[FRAGMENTO DE TEXTO]:
■ ■ ■ ■
HITLER ANTE FRANCO. (por Pío Moa)
HITLER ANTE FRANCO. (por Pío Moa)
Hace años un conocido mío me enseñó un artículo escrito por él, rebosante de indignación por los tratos secretos de Franco con Hitler y Mussolini, que a su juicio habían ligado a España a la suerte del Eje.
--Claro -- le repliqué --, y por eso España entró en la guerra mundial, fue arrasada por los bombardeos de los alemanes y los Aliados, y finalmente el régimen de Franco sucumbió junto con los de Hitler y Mussolini. Todo el mundo lo sabe.
-- ¡Pero hombre! ¡Si hoy está clarísimo que si Franco no entró en guerra no fue porque él no quisiese, sino porque no le convino a Hitler…!
El articulista tenía ideas muy claras. Había leído a Preston y a Antonio Marquina, y despreciaba sin ambages a Ricardo de la Cierva, cuya lectura le parecía innecesaria. Y como Reig da la vara con el tema, lo trataré con alguna amplitud.
■ ■ ■ ■
[DATOS REGISTRADOS]:
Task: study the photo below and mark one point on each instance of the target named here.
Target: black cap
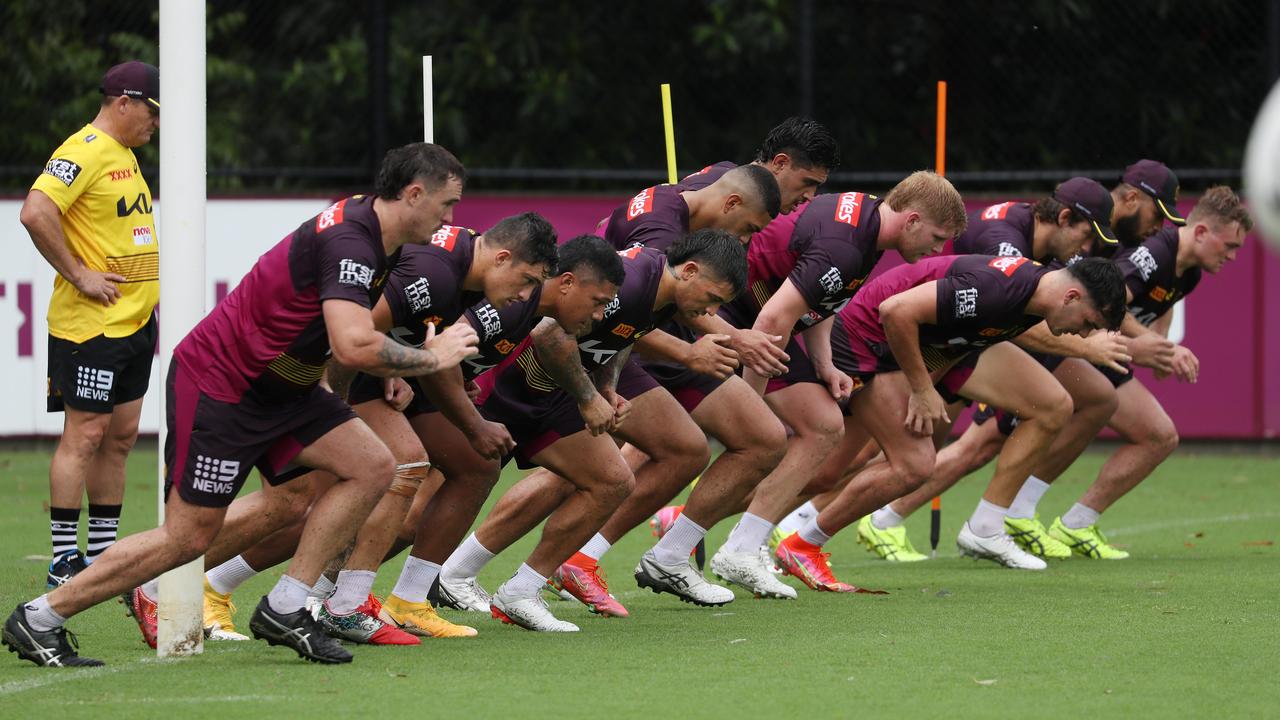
■ ■ ■ ■
[CONSIGNAS]:
[1] Copia otra vez el texto sobre Franco y Hitler, de "--Claro -- le" a "mundo lo sabe.", y cambia "bombardeos" por "ataques aéreos".
[2] Según el texto sobre Franco y Hitler, ¿a qué dos autores había leído el articulista?

[EJERCICIO RESUELTO]:
[1]
--Claro -- le repliqué --, y por eso España entró en la guerra mundial, fue arrasada por los ataques aéreos de los alemanes y los Aliados, y finalmente el régimen de Franco sucumbió junto con los de Hitler y Mussolini. Todo el mundo lo sabe.

[2] A Preston y a Antonio Marquina.